AMD’s Radeon HD 6670 & Radeon HD 6570: Two’s Company, Sub-$100’s A Crowd
by Ryan Smith on April 19, 2011 12:01 AM ESTCrysis: Warhead
Kicking things off as always is Crysis: Warhead, still one of the toughest games in our benchmark suite. Even three years since the release of the original Crysis, “but can it run Crysis?” is still an important question, and for three years the answer was “no.” Dual-GPU halo cards can now play it at Enthusiast settings at high resolutions, but for low-end cards even Mainstream/Medium quality is about the best that can be achieved.
It takes a 5770 to crack 30fps in Crysis at 1680x1050, so the fact that the 6670 is only a bit over 20fps isn’t a big surprise. As far as performance at 1680 is concerned Crysis is a good summary of what we’ll see: too slow for 1680, and well behind the next tier of cards represented by the GTS 450 and the Radeon HD 5770/5750. However the 6670 does have a notable advantage here: with 1GB of VRAM it handles 1680 much better than the 512MB 5670, even if it’s ultimately too slow to be playable at these specific settings.
So for the kind of high settings we like to test at, it’s 1280 that’s going to be playable on the 6670, 6570, and similar cards. Once we drop down to 1280 and Mainstream quality the 6670 can crack 60fps, and with a bit of fiddling it should be possible to increase the quality of a setting or two without significantly impacting performance. Overall the 6670 has a 10% lead over the 5670 it replaces, which is a reasonable outcome for a game that’s largely (but not completely) shader-bound.

* **WHAT IS ASKED**
(a) According to the review, how large a performance lead does the Radeon HD 6670 hold over the 5670 overall in Crysis: Warhead?
(b) Output everything in the review from "It takes a 5770" down to "these specific settings.", copied word for word.

* **EXCERPTED RECORDS**
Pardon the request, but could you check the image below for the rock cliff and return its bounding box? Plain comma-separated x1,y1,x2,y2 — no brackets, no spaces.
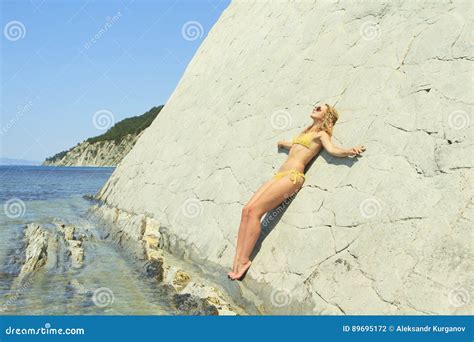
43,132,143,166
91,1,474,314
43,106,163,166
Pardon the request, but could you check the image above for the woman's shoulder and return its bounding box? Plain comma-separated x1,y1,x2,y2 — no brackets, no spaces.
306,130,330,139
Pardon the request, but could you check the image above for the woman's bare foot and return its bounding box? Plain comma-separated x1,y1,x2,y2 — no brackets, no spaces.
229,260,252,280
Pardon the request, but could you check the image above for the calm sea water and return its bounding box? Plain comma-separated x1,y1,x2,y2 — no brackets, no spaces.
0,166,176,315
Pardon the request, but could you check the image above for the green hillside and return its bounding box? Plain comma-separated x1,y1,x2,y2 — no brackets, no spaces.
46,105,163,162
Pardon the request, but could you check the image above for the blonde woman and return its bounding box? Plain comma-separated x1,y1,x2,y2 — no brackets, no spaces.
227,103,365,280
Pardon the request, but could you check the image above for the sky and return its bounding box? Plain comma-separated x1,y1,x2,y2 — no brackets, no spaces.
0,0,230,161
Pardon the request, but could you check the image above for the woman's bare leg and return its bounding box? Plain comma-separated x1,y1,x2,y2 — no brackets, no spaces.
228,178,276,276
231,176,302,279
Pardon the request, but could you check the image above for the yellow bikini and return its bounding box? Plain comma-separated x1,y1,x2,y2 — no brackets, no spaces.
273,132,312,184
273,170,305,184
292,132,312,148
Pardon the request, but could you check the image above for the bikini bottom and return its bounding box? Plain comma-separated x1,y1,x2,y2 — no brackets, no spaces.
273,170,305,184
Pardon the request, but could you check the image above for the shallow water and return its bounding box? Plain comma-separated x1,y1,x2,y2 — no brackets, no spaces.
0,166,177,315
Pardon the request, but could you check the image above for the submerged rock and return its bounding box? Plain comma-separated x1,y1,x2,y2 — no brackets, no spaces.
91,1,474,315
17,223,50,284
173,293,219,316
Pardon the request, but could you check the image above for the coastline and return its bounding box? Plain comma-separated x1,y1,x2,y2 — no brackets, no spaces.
89,201,265,315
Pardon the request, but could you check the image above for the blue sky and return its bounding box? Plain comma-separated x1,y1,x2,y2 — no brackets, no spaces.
0,0,230,161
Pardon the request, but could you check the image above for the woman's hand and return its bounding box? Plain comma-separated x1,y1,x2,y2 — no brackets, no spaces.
349,145,365,157
278,140,291,149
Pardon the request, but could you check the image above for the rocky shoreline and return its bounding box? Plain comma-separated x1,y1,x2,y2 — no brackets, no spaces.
87,202,264,315
1,216,246,315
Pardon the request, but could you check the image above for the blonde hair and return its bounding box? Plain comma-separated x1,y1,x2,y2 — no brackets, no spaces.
303,103,339,136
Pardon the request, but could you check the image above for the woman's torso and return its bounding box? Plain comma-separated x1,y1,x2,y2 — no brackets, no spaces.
279,132,322,172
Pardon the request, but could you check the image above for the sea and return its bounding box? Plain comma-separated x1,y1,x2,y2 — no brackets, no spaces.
0,165,179,315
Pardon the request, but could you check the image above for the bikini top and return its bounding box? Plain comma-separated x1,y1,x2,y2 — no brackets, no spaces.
292,132,312,148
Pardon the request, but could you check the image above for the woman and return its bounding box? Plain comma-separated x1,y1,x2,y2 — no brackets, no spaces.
227,104,365,280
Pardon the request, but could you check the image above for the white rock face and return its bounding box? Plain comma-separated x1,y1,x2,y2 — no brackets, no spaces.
98,1,474,314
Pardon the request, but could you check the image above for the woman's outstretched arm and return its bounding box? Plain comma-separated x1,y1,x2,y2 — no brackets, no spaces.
319,131,365,157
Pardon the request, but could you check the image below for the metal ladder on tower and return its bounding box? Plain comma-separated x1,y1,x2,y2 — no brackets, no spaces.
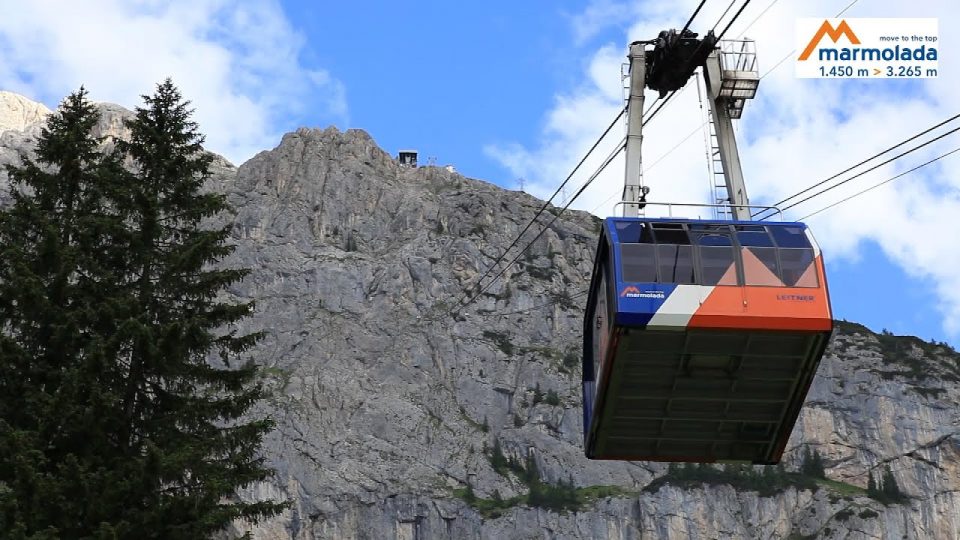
696,70,733,219
707,110,733,219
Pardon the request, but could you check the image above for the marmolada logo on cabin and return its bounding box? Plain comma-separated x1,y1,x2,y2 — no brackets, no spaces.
620,285,667,300
795,19,939,78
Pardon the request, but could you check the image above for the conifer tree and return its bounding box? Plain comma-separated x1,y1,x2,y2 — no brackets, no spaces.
880,465,903,502
0,88,129,538
0,80,282,538
106,79,281,538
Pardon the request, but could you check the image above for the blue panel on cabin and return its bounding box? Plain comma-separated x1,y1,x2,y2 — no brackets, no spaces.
615,282,677,327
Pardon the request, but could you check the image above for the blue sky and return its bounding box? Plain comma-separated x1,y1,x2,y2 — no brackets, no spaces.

* **COMPLETED EXERCISE**
(a) A 10% lead.

(b)
It takes a 5770 to crack 30fps in Crysis at 1680x1050, so the fact that the 6670 is only a bit over 20fps isn’t a big surprise. As far as performance at 1680 is concerned Crysis is a good summary of what we’ll see: too slow for 1680, and well behind the next tier of cards represented by the GTS 450 and the Radeon HD 5770/5750. However the 6670 does have a notable advantage here: with 1GB of VRAM it handles 1680 much better than the 512MB 5670, even if it’s ultimately too slow to be playable at these specific settings.